* [Instructions for the task] Every line containing the string "post" is to be copied from the records.

Start of Exercise inputs

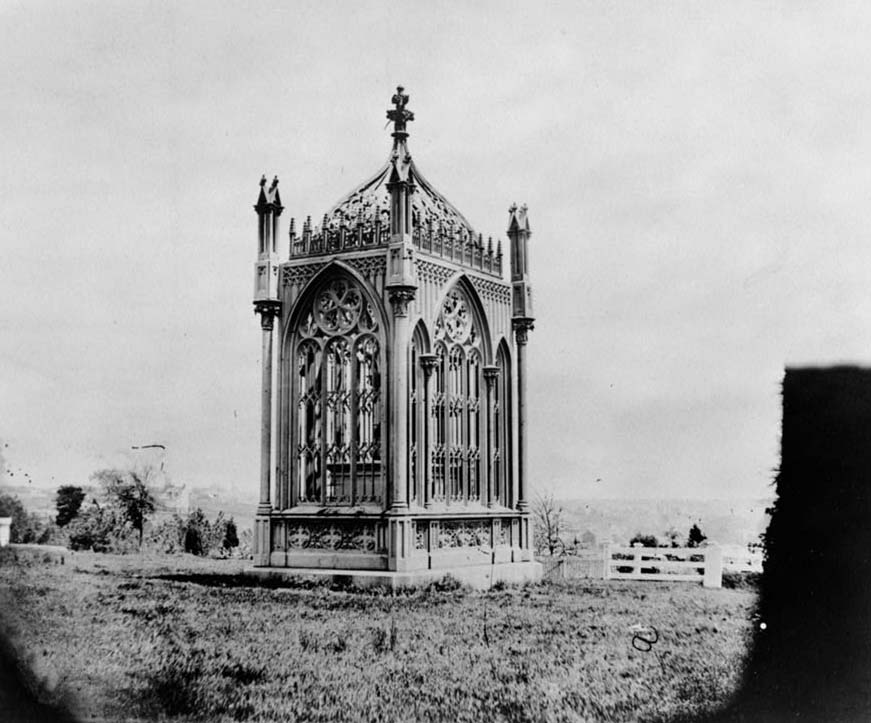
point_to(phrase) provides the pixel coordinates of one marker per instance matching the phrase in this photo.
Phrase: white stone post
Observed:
(399, 299)
(268, 310)
(713, 566)
(428, 362)
(491, 374)
(522, 327)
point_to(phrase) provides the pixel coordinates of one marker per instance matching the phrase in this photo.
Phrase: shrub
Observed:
(94, 529)
(68, 501)
(645, 540)
(696, 536)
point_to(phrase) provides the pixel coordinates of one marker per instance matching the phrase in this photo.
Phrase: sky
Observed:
(698, 176)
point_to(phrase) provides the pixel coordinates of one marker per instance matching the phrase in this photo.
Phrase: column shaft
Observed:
(266, 415)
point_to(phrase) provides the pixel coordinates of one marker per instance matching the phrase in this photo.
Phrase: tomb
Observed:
(393, 441)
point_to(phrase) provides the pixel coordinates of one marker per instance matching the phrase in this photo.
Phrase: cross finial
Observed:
(399, 115)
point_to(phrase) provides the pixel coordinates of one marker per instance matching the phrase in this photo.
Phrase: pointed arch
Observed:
(335, 343)
(334, 269)
(461, 283)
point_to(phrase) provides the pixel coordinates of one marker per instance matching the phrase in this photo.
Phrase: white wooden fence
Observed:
(692, 564)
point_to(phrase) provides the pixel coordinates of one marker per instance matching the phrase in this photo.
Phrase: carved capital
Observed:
(522, 326)
(491, 374)
(268, 310)
(400, 298)
(428, 362)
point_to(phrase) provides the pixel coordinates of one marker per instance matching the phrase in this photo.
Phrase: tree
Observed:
(696, 537)
(68, 501)
(231, 537)
(548, 524)
(129, 492)
(25, 527)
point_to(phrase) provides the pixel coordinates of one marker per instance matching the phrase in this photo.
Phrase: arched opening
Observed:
(337, 351)
(458, 432)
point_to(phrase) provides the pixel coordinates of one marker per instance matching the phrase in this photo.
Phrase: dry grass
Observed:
(111, 637)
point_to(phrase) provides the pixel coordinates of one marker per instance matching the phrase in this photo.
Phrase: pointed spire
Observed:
(400, 116)
(517, 219)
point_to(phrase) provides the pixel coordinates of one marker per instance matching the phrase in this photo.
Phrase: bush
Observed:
(68, 501)
(645, 540)
(94, 529)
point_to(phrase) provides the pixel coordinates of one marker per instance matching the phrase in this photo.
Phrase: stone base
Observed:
(479, 577)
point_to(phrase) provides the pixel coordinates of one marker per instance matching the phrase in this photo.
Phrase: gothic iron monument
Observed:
(393, 437)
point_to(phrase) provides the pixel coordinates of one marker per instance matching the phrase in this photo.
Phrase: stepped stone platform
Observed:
(478, 577)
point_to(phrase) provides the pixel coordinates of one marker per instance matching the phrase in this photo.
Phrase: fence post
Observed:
(606, 561)
(713, 566)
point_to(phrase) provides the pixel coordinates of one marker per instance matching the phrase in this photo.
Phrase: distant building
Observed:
(399, 397)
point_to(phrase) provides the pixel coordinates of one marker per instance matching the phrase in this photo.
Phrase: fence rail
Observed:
(615, 562)
(692, 564)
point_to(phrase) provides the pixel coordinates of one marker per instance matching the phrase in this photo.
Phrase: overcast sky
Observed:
(698, 177)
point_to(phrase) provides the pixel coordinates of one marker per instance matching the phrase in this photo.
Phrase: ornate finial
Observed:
(399, 115)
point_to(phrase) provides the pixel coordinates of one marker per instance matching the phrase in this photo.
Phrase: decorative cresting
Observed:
(353, 536)
(362, 219)
(337, 438)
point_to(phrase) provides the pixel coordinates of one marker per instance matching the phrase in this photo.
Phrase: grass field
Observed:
(180, 638)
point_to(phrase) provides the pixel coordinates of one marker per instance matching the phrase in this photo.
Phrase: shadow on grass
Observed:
(211, 579)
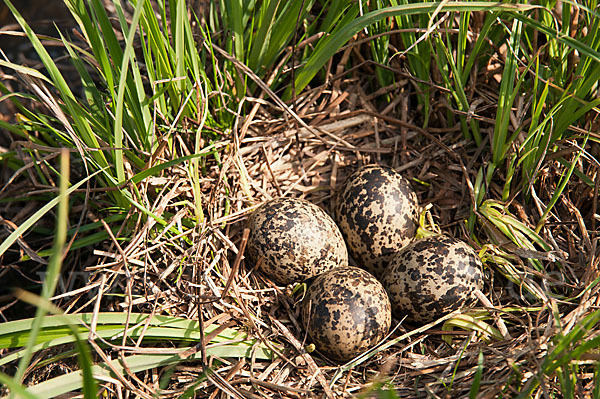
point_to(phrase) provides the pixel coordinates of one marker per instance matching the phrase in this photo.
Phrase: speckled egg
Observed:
(345, 312)
(431, 277)
(377, 210)
(292, 240)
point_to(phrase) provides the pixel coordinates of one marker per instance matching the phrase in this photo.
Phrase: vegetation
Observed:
(137, 144)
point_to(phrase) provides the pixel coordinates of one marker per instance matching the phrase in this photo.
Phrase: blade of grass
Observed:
(12, 238)
(54, 264)
(330, 44)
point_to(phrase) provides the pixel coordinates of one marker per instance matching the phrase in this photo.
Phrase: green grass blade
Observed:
(332, 43)
(15, 388)
(12, 238)
(54, 264)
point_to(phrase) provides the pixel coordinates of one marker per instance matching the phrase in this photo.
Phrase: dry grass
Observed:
(268, 155)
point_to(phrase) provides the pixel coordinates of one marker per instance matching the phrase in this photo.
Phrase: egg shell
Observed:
(345, 312)
(376, 210)
(293, 239)
(431, 277)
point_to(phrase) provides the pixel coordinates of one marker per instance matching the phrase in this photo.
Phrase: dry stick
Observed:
(273, 178)
(236, 263)
(436, 140)
(499, 321)
(312, 366)
(269, 385)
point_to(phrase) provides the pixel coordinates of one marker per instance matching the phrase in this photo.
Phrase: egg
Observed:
(293, 239)
(345, 311)
(376, 210)
(431, 277)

End of Exercise inputs

* [Task solution]
Phrase: white stone post
Phrase: fence post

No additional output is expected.